(Box annotations for photos)
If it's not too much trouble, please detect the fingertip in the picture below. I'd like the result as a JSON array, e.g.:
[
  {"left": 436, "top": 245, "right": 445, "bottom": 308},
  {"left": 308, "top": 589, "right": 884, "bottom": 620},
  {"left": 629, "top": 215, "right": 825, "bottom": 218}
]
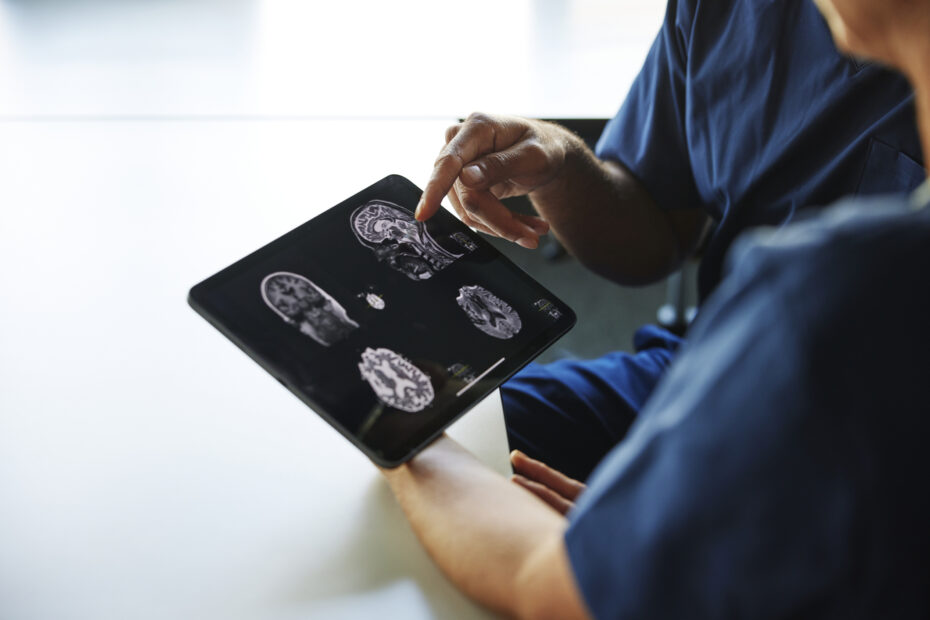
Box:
[{"left": 459, "top": 164, "right": 485, "bottom": 187}]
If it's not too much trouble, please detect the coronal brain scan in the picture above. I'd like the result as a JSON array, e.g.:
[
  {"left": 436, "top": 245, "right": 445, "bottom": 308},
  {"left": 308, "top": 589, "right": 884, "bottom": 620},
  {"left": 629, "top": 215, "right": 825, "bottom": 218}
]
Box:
[
  {"left": 349, "top": 200, "right": 462, "bottom": 280},
  {"left": 455, "top": 285, "right": 523, "bottom": 340},
  {"left": 358, "top": 347, "right": 434, "bottom": 413},
  {"left": 261, "top": 271, "right": 358, "bottom": 347}
]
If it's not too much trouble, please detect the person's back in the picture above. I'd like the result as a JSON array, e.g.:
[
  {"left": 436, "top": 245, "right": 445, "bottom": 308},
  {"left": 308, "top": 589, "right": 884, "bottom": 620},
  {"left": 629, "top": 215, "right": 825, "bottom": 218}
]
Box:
[
  {"left": 419, "top": 0, "right": 923, "bottom": 479},
  {"left": 566, "top": 193, "right": 930, "bottom": 618}
]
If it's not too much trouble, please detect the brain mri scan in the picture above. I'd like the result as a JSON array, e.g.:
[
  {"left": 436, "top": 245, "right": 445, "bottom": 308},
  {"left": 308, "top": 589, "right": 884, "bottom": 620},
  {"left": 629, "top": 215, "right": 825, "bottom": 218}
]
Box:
[
  {"left": 455, "top": 285, "right": 523, "bottom": 340},
  {"left": 349, "top": 200, "right": 462, "bottom": 280},
  {"left": 358, "top": 347, "right": 434, "bottom": 413},
  {"left": 261, "top": 271, "right": 358, "bottom": 347}
]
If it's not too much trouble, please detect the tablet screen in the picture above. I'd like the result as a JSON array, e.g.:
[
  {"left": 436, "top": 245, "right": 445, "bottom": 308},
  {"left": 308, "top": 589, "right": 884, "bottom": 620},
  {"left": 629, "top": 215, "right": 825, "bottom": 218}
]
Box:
[{"left": 189, "top": 176, "right": 575, "bottom": 466}]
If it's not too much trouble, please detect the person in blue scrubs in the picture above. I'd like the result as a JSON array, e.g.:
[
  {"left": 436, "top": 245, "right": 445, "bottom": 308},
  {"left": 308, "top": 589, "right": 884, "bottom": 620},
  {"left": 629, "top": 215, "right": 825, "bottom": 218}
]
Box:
[
  {"left": 419, "top": 0, "right": 924, "bottom": 480},
  {"left": 384, "top": 0, "right": 930, "bottom": 619}
]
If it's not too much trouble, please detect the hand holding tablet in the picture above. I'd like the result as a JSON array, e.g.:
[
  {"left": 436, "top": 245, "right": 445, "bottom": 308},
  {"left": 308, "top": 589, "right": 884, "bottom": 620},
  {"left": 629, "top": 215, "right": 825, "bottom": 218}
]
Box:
[{"left": 188, "top": 176, "right": 575, "bottom": 467}]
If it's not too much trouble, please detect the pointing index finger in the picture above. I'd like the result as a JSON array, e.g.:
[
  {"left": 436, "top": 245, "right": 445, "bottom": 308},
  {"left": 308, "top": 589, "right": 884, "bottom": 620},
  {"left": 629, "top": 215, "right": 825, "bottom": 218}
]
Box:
[{"left": 414, "top": 120, "right": 494, "bottom": 222}]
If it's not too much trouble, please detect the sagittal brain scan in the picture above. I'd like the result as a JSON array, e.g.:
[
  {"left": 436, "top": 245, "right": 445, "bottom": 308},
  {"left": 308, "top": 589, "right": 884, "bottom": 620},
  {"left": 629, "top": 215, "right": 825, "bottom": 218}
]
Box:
[
  {"left": 455, "top": 285, "right": 523, "bottom": 340},
  {"left": 261, "top": 271, "right": 358, "bottom": 347},
  {"left": 349, "top": 200, "right": 462, "bottom": 280},
  {"left": 358, "top": 347, "right": 434, "bottom": 413}
]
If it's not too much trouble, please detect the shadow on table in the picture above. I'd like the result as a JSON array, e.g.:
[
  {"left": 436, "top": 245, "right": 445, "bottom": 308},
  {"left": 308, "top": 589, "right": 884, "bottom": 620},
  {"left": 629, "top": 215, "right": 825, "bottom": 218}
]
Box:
[{"left": 278, "top": 477, "right": 490, "bottom": 618}]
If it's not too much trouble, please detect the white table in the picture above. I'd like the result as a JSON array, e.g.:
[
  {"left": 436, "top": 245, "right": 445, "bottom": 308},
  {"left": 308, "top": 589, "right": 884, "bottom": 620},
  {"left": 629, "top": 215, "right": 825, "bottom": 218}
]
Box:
[{"left": 0, "top": 121, "right": 508, "bottom": 620}]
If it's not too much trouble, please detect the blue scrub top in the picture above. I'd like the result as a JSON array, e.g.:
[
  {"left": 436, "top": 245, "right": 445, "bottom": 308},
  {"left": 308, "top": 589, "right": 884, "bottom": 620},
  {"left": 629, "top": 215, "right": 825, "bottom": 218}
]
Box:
[
  {"left": 597, "top": 0, "right": 924, "bottom": 299},
  {"left": 565, "top": 191, "right": 930, "bottom": 620}
]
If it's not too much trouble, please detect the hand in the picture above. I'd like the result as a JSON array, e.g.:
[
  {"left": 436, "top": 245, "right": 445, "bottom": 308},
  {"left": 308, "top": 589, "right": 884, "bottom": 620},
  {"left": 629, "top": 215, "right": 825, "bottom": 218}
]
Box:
[
  {"left": 510, "top": 450, "right": 585, "bottom": 515},
  {"left": 416, "top": 114, "right": 571, "bottom": 248}
]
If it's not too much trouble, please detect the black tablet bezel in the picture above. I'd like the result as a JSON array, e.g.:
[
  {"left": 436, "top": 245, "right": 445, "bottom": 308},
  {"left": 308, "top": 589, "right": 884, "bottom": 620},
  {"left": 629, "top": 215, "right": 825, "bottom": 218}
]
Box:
[{"left": 188, "top": 175, "right": 576, "bottom": 468}]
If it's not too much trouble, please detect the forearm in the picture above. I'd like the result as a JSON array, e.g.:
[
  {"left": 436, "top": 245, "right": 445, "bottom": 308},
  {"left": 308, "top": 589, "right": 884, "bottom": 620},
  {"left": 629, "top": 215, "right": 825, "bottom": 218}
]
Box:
[
  {"left": 385, "top": 438, "right": 580, "bottom": 616},
  {"left": 530, "top": 131, "right": 706, "bottom": 285}
]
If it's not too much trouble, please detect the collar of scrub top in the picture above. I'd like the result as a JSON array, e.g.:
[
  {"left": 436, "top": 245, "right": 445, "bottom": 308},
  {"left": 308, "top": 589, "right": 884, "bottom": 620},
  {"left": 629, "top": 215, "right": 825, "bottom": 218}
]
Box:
[{"left": 911, "top": 179, "right": 930, "bottom": 211}]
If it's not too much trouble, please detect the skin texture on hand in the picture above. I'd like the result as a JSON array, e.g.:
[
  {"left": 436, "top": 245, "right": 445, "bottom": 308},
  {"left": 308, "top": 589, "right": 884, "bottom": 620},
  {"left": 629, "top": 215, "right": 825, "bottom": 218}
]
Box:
[
  {"left": 416, "top": 114, "right": 707, "bottom": 285},
  {"left": 510, "top": 450, "right": 585, "bottom": 515},
  {"left": 416, "top": 114, "right": 565, "bottom": 248},
  {"left": 381, "top": 436, "right": 588, "bottom": 619}
]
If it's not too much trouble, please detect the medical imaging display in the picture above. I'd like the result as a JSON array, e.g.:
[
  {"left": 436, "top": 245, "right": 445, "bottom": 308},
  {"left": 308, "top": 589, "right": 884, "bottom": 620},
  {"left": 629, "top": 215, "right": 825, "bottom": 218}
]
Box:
[
  {"left": 358, "top": 348, "right": 434, "bottom": 411},
  {"left": 455, "top": 284, "right": 523, "bottom": 340},
  {"left": 261, "top": 271, "right": 358, "bottom": 347},
  {"left": 350, "top": 200, "right": 468, "bottom": 280},
  {"left": 189, "top": 176, "right": 575, "bottom": 467}
]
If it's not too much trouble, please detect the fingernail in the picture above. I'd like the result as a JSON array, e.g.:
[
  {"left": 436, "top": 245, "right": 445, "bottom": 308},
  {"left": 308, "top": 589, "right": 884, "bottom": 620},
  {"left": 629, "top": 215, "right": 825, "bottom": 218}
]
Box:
[{"left": 462, "top": 166, "right": 484, "bottom": 185}]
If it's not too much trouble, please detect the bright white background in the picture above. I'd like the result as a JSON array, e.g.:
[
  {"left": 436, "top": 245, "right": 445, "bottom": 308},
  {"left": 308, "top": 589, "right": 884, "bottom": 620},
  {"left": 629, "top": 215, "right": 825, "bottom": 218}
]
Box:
[
  {"left": 0, "top": 0, "right": 664, "bottom": 117},
  {"left": 0, "top": 0, "right": 664, "bottom": 620}
]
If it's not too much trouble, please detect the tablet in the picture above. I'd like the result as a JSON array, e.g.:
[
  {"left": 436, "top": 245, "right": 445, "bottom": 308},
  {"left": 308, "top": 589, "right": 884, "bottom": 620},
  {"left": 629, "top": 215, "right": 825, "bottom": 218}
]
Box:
[{"left": 188, "top": 175, "right": 575, "bottom": 467}]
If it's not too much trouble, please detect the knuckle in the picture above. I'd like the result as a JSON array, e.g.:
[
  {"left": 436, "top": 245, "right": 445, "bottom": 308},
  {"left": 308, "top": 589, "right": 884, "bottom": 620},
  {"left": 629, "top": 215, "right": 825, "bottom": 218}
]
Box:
[
  {"left": 433, "top": 145, "right": 465, "bottom": 168},
  {"left": 465, "top": 112, "right": 492, "bottom": 125}
]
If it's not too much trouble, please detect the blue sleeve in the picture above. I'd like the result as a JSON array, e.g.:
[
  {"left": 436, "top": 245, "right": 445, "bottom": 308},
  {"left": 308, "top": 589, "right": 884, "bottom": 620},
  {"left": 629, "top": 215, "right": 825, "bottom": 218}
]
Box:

== The exercise ==
Select every line above that contains the word "brain", treating uppercase and lowercase as different.

== Reply ==
If it's not too much trouble, please detect the coronal brain scan in the picture above. I'd like the result as a JSON array, e.g.:
If it's not too much trouble, please detect the brain mri scan in the picture above. I'd like the result as a JSON array, e.g.:
If it's not too much trouble, please detect the sagittal brain scan in the picture above. I'd like the result as a JSON array, e.g.:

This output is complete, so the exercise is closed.